■ EXERCISE DESCRIPTION:
Rewrite the material below with every "Outline" changed to "Trace" and nothing else altered. Leave the pictures out.
── EXERCISE MATERIALS ──
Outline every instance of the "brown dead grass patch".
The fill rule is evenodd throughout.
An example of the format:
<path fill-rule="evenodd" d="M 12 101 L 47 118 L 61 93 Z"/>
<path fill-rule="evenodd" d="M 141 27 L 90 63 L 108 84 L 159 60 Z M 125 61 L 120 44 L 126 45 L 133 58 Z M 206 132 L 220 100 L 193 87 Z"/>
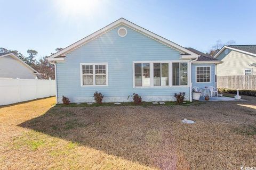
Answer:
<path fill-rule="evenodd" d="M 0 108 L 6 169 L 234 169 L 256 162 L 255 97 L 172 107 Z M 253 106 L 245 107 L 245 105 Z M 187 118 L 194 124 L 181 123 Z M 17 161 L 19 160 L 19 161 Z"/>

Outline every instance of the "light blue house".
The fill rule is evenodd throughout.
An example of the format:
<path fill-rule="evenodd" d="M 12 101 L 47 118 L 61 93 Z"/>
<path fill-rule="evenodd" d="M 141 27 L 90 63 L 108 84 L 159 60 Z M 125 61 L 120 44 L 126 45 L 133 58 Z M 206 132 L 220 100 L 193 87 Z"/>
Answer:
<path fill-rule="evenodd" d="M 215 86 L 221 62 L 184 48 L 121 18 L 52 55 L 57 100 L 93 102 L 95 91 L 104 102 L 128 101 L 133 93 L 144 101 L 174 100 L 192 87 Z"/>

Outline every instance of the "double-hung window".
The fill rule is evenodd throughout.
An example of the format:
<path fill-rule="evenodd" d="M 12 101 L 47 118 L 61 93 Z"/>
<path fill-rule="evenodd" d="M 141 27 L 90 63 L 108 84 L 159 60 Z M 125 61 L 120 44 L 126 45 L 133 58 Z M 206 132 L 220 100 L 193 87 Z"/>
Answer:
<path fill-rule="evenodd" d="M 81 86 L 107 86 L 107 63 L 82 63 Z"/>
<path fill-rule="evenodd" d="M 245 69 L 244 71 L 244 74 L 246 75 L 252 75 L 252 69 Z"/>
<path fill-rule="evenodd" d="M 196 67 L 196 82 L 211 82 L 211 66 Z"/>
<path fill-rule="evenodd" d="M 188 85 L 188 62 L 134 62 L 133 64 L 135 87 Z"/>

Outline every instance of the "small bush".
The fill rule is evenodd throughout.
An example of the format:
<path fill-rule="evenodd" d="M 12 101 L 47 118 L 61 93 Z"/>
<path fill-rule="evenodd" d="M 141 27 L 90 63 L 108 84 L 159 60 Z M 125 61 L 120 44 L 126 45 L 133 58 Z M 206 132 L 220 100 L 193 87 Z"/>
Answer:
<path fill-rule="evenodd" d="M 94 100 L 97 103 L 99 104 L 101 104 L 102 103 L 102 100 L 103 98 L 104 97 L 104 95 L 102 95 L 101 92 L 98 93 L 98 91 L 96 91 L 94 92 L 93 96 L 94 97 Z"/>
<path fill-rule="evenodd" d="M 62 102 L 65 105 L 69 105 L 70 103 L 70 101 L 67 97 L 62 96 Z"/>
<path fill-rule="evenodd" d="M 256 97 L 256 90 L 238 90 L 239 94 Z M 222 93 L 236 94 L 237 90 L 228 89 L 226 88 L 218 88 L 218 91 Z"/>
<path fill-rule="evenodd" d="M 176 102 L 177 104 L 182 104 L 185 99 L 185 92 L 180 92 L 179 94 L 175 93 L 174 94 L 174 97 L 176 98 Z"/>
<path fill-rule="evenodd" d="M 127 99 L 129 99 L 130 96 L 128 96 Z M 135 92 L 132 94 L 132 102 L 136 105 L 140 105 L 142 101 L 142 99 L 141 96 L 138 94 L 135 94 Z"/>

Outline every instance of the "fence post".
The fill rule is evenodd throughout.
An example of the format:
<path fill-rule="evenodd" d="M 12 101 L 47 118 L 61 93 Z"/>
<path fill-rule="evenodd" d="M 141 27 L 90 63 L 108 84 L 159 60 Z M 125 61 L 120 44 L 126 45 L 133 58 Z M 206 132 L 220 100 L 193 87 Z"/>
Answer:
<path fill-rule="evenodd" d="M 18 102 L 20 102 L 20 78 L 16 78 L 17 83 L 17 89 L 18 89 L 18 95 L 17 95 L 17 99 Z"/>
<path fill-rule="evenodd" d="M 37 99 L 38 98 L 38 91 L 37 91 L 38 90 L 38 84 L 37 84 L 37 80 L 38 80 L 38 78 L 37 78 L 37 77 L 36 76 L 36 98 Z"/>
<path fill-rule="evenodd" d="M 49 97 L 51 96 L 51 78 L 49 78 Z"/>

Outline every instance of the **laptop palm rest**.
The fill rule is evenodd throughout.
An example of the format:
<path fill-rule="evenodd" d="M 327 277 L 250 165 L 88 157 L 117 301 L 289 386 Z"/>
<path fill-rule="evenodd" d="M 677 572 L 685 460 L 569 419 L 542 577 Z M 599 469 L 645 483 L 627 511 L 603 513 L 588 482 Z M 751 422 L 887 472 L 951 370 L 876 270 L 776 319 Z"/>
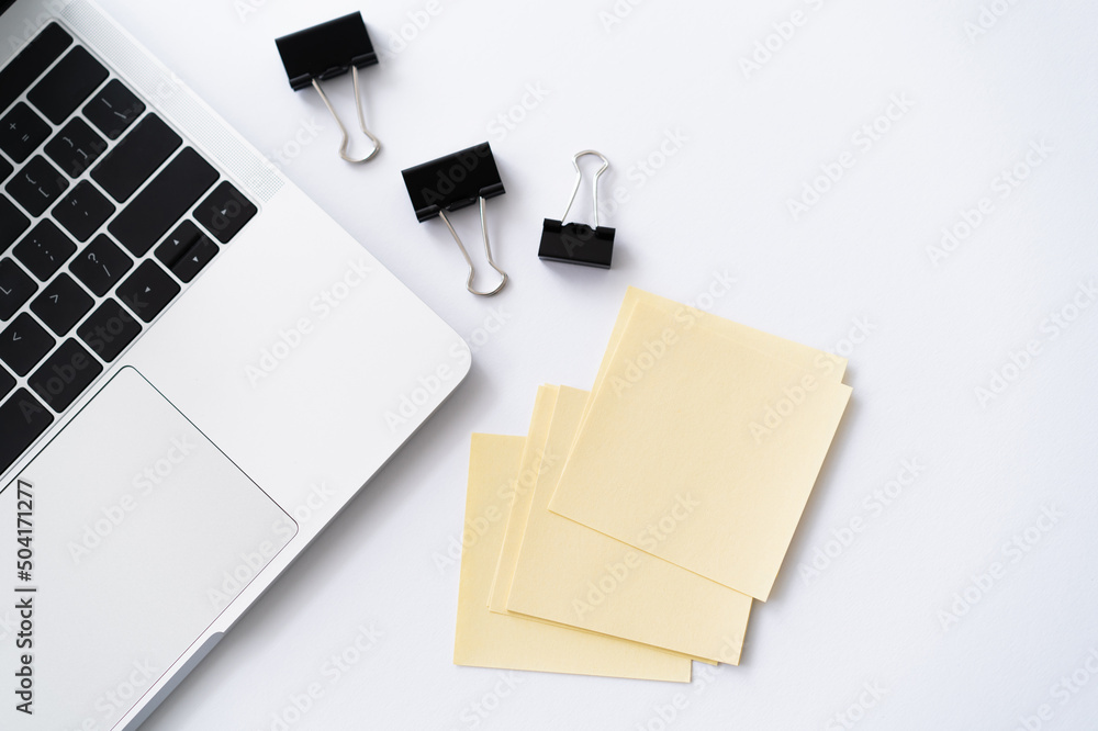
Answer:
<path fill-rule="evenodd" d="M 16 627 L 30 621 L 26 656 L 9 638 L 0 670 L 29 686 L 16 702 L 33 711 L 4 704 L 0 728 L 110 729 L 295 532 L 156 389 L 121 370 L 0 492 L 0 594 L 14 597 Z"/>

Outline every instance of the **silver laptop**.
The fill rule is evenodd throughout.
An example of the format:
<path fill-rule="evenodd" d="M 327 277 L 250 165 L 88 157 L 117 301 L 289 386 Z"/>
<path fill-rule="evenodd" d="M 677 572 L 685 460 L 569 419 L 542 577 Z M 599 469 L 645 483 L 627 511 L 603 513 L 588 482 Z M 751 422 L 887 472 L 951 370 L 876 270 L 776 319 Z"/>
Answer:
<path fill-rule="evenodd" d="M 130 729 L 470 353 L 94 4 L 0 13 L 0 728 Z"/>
───
■ SOLUTION BELOW:
Trace every instance of the "brown dead grass patch".
The fill rule is evenodd throughout.
An example of the format:
<path fill-rule="evenodd" d="M 12 101 L 47 118 L 61 93 Z"/>
<path fill-rule="evenodd" d="M 141 27 L 90 63 L 108 84 L 159 60 Z M 125 61 L 120 44 L 126 45 L 133 58 Z M 206 132 L 220 100 L 193 87 Z"/>
Answer:
<path fill-rule="evenodd" d="M 0 108 L 6 169 L 234 169 L 256 162 L 255 97 L 172 107 Z M 253 106 L 245 107 L 245 105 Z M 187 118 L 194 124 L 181 123 Z M 17 161 L 19 160 L 19 161 Z"/>

Trace every instance of the "light blue house".
The fill rule is evenodd throughout.
An example of the format:
<path fill-rule="evenodd" d="M 12 101 L 47 118 L 61 93 Z"/>
<path fill-rule="evenodd" d="M 141 27 L 90 63 L 108 84 L 159 60 Z M 125 61 L 120 44 L 126 45 L 133 58 Z M 206 132 L 220 100 L 193 87 Z"/>
Answer:
<path fill-rule="evenodd" d="M 215 86 L 221 62 L 184 48 L 121 18 L 52 55 L 57 100 L 93 102 L 95 91 L 104 102 L 128 101 L 133 93 L 144 101 L 174 100 L 192 87 Z"/>

Trace every instance of the "double-hung window".
The fill rule is evenodd throughout.
An example of the format:
<path fill-rule="evenodd" d="M 12 101 L 47 118 L 61 93 Z"/>
<path fill-rule="evenodd" d="M 141 27 L 90 63 L 108 84 L 159 60 Z M 125 61 L 120 44 L 126 45 L 133 58 Z M 206 132 L 220 100 L 193 87 Z"/>
Answer:
<path fill-rule="evenodd" d="M 81 86 L 107 86 L 107 63 L 82 63 Z"/>
<path fill-rule="evenodd" d="M 245 69 L 244 71 L 244 74 L 246 75 L 252 75 L 252 69 Z"/>
<path fill-rule="evenodd" d="M 196 67 L 196 82 L 211 82 L 211 66 Z"/>
<path fill-rule="evenodd" d="M 188 85 L 188 62 L 134 62 L 133 64 L 135 87 Z"/>

Trace every instance of the "small bush".
The fill rule is evenodd throughout.
An example of the format:
<path fill-rule="evenodd" d="M 12 101 L 47 118 L 61 93 Z"/>
<path fill-rule="evenodd" d="M 141 27 L 90 63 L 108 84 L 159 60 Z M 125 61 L 120 44 L 126 45 L 133 58 Z M 206 132 L 220 100 L 193 87 Z"/>
Answer:
<path fill-rule="evenodd" d="M 94 100 L 97 103 L 99 104 L 101 104 L 102 103 L 102 100 L 103 98 L 104 97 L 104 95 L 102 95 L 101 92 L 98 93 L 98 91 L 96 91 L 94 92 L 93 96 L 94 97 Z"/>
<path fill-rule="evenodd" d="M 62 102 L 65 105 L 69 105 L 70 103 L 70 101 L 67 97 L 62 96 Z"/>
<path fill-rule="evenodd" d="M 256 97 L 256 90 L 238 90 L 239 94 Z M 222 93 L 236 94 L 237 90 L 228 89 L 226 88 L 218 88 L 218 91 Z"/>
<path fill-rule="evenodd" d="M 176 102 L 177 104 L 182 104 L 185 99 L 185 92 L 180 92 L 179 94 L 175 93 L 174 94 L 174 97 L 176 98 Z"/>
<path fill-rule="evenodd" d="M 127 99 L 129 99 L 130 96 L 128 96 Z M 135 92 L 132 94 L 132 102 L 136 105 L 140 105 L 142 101 L 142 99 L 141 96 L 138 94 L 135 94 Z"/>

Trace every instance of the "fence post".
The fill rule is evenodd throughout.
An example of the format:
<path fill-rule="evenodd" d="M 12 101 L 47 118 L 61 93 Z"/>
<path fill-rule="evenodd" d="M 141 27 L 90 63 L 108 84 L 159 60 Z M 125 61 L 120 44 L 126 45 L 133 58 Z M 206 132 L 220 100 L 193 87 Z"/>
Answer:
<path fill-rule="evenodd" d="M 18 102 L 20 102 L 20 78 L 16 78 L 17 83 L 17 89 L 18 89 L 18 95 L 17 95 L 17 99 Z"/>
<path fill-rule="evenodd" d="M 37 99 L 38 98 L 38 91 L 37 91 L 38 90 L 38 84 L 37 84 L 37 80 L 38 80 L 38 78 L 37 78 L 37 77 L 36 76 L 36 98 Z"/>
<path fill-rule="evenodd" d="M 49 97 L 51 96 L 51 78 L 49 78 Z"/>

Trace every instance of the **laptop palm rest**.
The fill rule is evenodd throughout.
An example of the format:
<path fill-rule="evenodd" d="M 327 277 L 250 165 L 88 157 L 117 301 L 289 386 Z"/>
<path fill-rule="evenodd" d="M 677 572 L 685 460 L 569 419 L 542 577 Z M 599 469 L 645 483 L 627 511 L 603 513 L 588 482 Z M 751 422 L 887 472 L 951 370 L 876 270 L 776 319 Z"/>
Answer:
<path fill-rule="evenodd" d="M 16 627 L 30 621 L 26 656 L 9 638 L 0 670 L 29 686 L 16 702 L 33 711 L 4 704 L 0 728 L 110 729 L 295 532 L 156 389 L 121 370 L 0 492 L 0 594 L 14 597 Z"/>

Trace every instance of the **silver laptop**.
The fill rule is evenodd throughout.
An example of the format:
<path fill-rule="evenodd" d="M 327 277 L 250 165 L 88 157 L 117 301 L 289 386 Z"/>
<path fill-rule="evenodd" d="M 677 572 L 685 460 L 569 419 L 542 577 Z M 599 469 L 645 483 L 627 511 L 603 513 L 588 482 Z M 751 422 L 887 472 L 951 370 L 876 270 L 776 319 Z"/>
Answer:
<path fill-rule="evenodd" d="M 130 729 L 470 353 L 94 4 L 0 13 L 0 728 Z"/>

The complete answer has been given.